__AVAILABLE RECORDS__.
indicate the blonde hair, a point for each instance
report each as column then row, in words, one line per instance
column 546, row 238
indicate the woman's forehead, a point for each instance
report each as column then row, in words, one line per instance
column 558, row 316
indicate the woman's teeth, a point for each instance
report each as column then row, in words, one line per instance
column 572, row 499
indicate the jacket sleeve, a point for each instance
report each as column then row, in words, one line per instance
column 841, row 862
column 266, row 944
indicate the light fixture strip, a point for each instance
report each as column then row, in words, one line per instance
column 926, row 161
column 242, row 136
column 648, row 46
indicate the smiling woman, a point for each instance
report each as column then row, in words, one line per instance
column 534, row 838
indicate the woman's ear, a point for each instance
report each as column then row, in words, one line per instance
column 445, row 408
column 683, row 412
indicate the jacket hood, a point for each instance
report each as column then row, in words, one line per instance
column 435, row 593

==

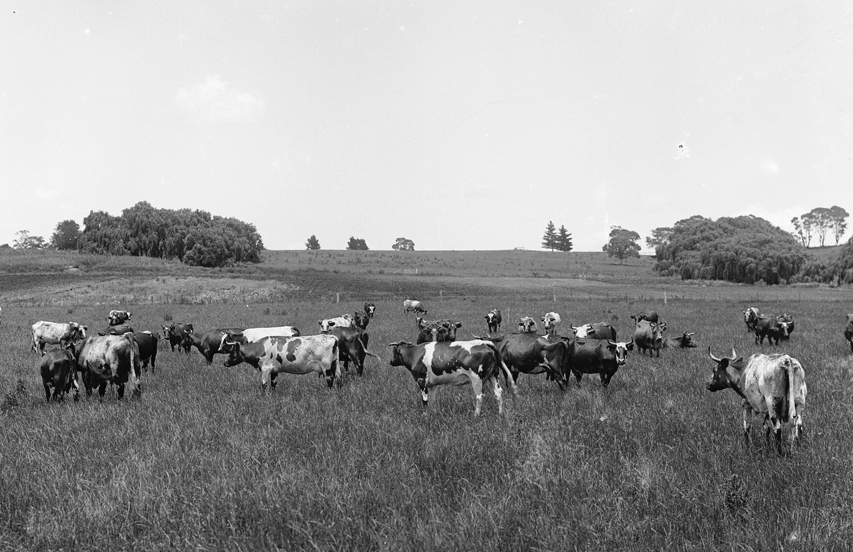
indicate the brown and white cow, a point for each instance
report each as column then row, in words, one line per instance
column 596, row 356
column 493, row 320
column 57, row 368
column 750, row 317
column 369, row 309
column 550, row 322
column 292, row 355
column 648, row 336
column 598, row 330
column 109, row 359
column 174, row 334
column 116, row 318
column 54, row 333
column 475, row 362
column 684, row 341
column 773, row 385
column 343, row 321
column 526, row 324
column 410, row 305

__EXERCISE REQUIREMENTS__. Rewrite the part that opens with the line containing "indicate the smiling" and closes with the line containing "column 683, row 412", replacing "instance" with "occurrence" and leaving everything else unchanged.

__ANSWER TO THIS PROBLEM__.
indicate the smiling woman, a point for each occurrence
report each as column then row, in words, one line per occurrence
column 534, row 838
indicate the woman's ear, a point for each occurrence
report each as column then row, in words, one line per occurrence
column 445, row 408
column 683, row 412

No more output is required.